**Task goal:**
Copy out all of the data below, reproducing every line word for word and without any changes.

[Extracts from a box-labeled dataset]
--*--
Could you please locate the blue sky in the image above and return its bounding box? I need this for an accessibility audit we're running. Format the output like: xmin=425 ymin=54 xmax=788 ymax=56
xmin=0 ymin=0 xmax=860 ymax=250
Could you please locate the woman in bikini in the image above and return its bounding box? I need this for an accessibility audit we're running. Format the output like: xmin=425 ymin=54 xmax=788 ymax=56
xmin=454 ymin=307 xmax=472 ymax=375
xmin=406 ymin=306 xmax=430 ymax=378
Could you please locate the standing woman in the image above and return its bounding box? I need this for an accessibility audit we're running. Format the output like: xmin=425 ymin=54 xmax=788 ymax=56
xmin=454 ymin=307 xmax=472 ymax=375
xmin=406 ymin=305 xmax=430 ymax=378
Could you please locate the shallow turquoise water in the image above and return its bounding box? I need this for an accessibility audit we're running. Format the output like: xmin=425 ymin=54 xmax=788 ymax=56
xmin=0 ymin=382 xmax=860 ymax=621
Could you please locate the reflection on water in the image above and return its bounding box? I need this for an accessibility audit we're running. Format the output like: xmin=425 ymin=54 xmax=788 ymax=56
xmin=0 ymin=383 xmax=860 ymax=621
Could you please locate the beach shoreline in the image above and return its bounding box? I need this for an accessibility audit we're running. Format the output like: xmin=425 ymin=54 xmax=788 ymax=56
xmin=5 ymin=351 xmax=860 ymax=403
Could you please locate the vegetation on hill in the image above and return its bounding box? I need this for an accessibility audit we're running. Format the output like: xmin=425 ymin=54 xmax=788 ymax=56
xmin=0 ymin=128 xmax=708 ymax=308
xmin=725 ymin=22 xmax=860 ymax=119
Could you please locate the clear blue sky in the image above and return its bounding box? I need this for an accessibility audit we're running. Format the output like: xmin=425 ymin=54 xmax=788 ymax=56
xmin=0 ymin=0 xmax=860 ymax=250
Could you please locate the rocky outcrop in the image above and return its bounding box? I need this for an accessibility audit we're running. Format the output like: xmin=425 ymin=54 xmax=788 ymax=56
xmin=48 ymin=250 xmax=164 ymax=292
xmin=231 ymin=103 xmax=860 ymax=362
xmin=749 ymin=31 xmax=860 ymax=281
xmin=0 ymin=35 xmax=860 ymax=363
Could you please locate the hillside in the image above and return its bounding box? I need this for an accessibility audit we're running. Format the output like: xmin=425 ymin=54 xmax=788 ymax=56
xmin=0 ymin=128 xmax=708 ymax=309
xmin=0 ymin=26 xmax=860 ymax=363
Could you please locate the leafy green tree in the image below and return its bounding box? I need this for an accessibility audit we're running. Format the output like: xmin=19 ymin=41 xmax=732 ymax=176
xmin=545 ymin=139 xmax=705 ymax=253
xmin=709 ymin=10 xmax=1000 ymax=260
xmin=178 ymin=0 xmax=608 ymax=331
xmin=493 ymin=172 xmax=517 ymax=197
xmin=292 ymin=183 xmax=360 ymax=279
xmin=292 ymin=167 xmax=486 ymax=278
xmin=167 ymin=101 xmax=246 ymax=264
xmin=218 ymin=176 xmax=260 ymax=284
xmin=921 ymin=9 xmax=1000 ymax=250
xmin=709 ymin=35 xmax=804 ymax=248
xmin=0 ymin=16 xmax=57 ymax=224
--*--
**Exercise result:**
Could you please locate the blue sky in the image above and return its bounding box? I need this for an accessibility audit we're running. Format the output like: xmin=425 ymin=54 xmax=788 ymax=56
xmin=0 ymin=0 xmax=860 ymax=250
Could you please locate the woman in bikini in the image above and return its bounding box? I need this for an accessibility audit we're running. Format the output like: xmin=425 ymin=54 xmax=788 ymax=56
xmin=454 ymin=307 xmax=472 ymax=375
xmin=406 ymin=306 xmax=430 ymax=378
Could you please locate the standing woman in the image above and return its bounding box? I need this for an accessibility audit we're running. Format the output like: xmin=425 ymin=54 xmax=788 ymax=56
xmin=454 ymin=307 xmax=472 ymax=375
xmin=406 ymin=305 xmax=430 ymax=378
Could you please locate the shallow turquoise water in the image above and return its bounding box? I need this for an accessibility audit we're running. Format the output like: xmin=425 ymin=54 xmax=788 ymax=56
xmin=0 ymin=382 xmax=860 ymax=621
Could you please locate the reflection on water in the image above and return its bounding box? I need this for an accessibility audit we're running. Format the output like: xmin=425 ymin=54 xmax=788 ymax=56
xmin=0 ymin=383 xmax=860 ymax=621
Could you please locate the beach shoreline in the image above and return its bounding box? I need this for an accessibility audit we're running. Format the output like: xmin=425 ymin=54 xmax=788 ymax=56
xmin=5 ymin=351 xmax=860 ymax=403
Could you please locate the vegetation on hill in the image above and return its bounding box? I need this for an accessibility audit we're running. Format the output like: xmin=425 ymin=54 xmax=788 ymax=56
xmin=0 ymin=128 xmax=708 ymax=308
xmin=725 ymin=22 xmax=860 ymax=119
Could you please locate the clear blue sky in the image above and return its bounding box? I need this for an accessibility audit we're running. Format the output like: xmin=425 ymin=54 xmax=788 ymax=56
xmin=0 ymin=0 xmax=860 ymax=250
Could you please locate the rocky outcrop in the image above and return its bounding box? I need this for an accessibility audit we're running. Format the output like: xmin=425 ymin=54 xmax=788 ymax=56
xmin=48 ymin=250 xmax=164 ymax=292
xmin=231 ymin=103 xmax=860 ymax=362
xmin=749 ymin=31 xmax=860 ymax=281
xmin=0 ymin=35 xmax=860 ymax=363
Could you please locate the hillside in the image above and return its bounding box? I need this for an accessibility audit we're running. Format the output like: xmin=425 ymin=54 xmax=788 ymax=56
xmin=0 ymin=128 xmax=708 ymax=309
xmin=0 ymin=26 xmax=860 ymax=363
Could you please locate the leafy green tree in the image below and return its bounding box? I need this for an accessibility audit we're running. Format the output like: xmin=19 ymin=41 xmax=732 ymax=176
xmin=545 ymin=139 xmax=705 ymax=253
xmin=709 ymin=10 xmax=1000 ymax=260
xmin=178 ymin=0 xmax=608 ymax=331
xmin=493 ymin=172 xmax=517 ymax=197
xmin=292 ymin=183 xmax=360 ymax=279
xmin=292 ymin=167 xmax=486 ymax=278
xmin=167 ymin=101 xmax=246 ymax=264
xmin=218 ymin=176 xmax=260 ymax=284
xmin=921 ymin=9 xmax=1000 ymax=250
xmin=709 ymin=35 xmax=804 ymax=248
xmin=0 ymin=16 xmax=57 ymax=224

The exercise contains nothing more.